YOUR INSTRUCTIONS
Write out every one of the rows below again, word for word, leaving out the pictures.

(Stored items)
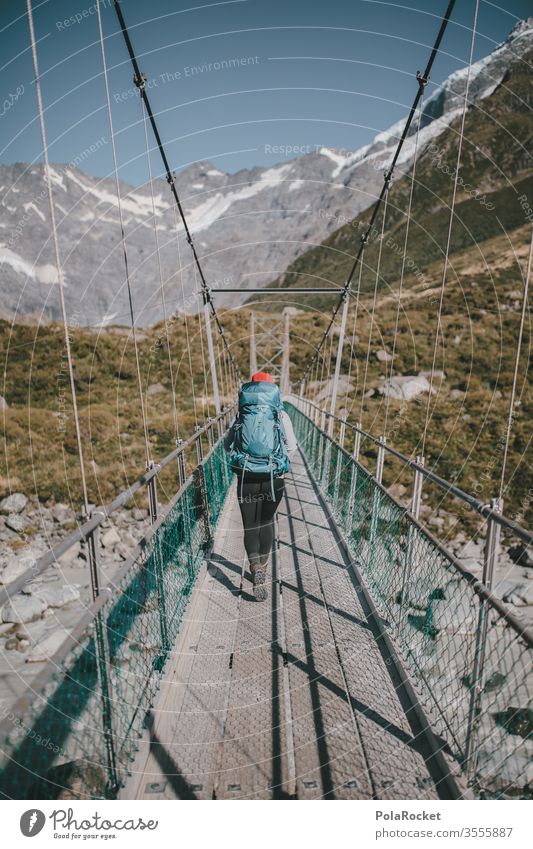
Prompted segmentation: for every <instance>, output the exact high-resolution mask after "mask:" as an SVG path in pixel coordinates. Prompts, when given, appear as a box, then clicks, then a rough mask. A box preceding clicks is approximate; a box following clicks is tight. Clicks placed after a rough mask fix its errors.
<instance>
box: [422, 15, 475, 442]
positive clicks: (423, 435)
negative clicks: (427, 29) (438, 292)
mask: <svg viewBox="0 0 533 849" xmlns="http://www.w3.org/2000/svg"><path fill="white" fill-rule="evenodd" d="M478 10H479V0H475V6H474V20H473V22H472V36H471V40H470V51H469V55H468V69H467V72H466V84H465V93H464V103H463V113H462V115H461V128H460V131H459V145H458V148H457V164H456V166H455V177H454V181H453V193H452V202H451V207H450V220H449V223H448V234H447V237H446V249H445V251H444V266H443V270H442V283H441V290H440V296H439V306H438V309H437V324H436V327H435V338H434V340H433V358H432V362H431V373H430V376H429V391H428V399H427V404H426V418H425V422H424V430H423V433H422V448H421V454H422V456H423V455H424V454H425V450H426V439H427V432H428V427H429V411H430V407H431V395H432V393H433V379H434V371H435V365H436V362H437V346H438V342H439V335H440V332H441V321H442V306H443V303H444V288H445V286H446V277H447V274H448V261H449V254H450V246H451V240H452V230H453V222H454V220H455V200H456V198H457V186H458V184H459V169H460V167H461V154H462V150H463V137H464V130H465V121H466V112H467V108H468V93H469V90H470V76H471V71H472V59H473V56H474V44H475V42H476V29H477V16H478Z"/></svg>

EXPECTED ANSWER
Prompted segmentation: for every <instance>, output the exact high-resolution mask after "mask:" as an SVG path in pixel coordinates. Prompts, when given, appear as a box, then clicks, then a rough mask. A box preceding clicks is approximate; a box following clicks is tight. Clicks placed after a rough mask fix its errors.
<instance>
box: [422, 15, 475, 442]
positive clicks: (423, 435)
negative clicks: (427, 29) (438, 292)
mask: <svg viewBox="0 0 533 849" xmlns="http://www.w3.org/2000/svg"><path fill="white" fill-rule="evenodd" d="M478 10H479V0H475V6H474V20H473V22H472V36H471V40H470V51H469V55H468V69H467V72H466V84H465V93H464V103H463V113H462V115H461V128H460V131H459V145H458V148H457V164H456V166H455V177H454V181H453V193H452V202H451V207H450V220H449V223H448V234H447V237H446V249H445V251H444V266H443V270H442V283H441V290H440V296H439V306H438V309H437V324H436V327H435V338H434V340H433V358H432V362H431V373H430V376H429V391H428V399H427V404H426V418H425V422H424V430H423V433H422V448H421V454H422V456H423V455H424V454H425V450H426V439H427V432H428V427H429V411H430V407H431V395H432V393H433V379H434V371H435V365H436V362H437V346H438V342H439V335H440V332H441V321H442V306H443V303H444V288H445V286H446V277H447V274H448V261H449V254H450V246H451V240H452V230H453V222H454V220H455V200H456V198H457V186H458V184H459V169H460V167H461V154H462V150H463V137H464V130H465V121H466V112H467V108H468V93H469V90H470V76H471V71H472V59H473V56H474V44H475V42H476V29H477V16H478Z"/></svg>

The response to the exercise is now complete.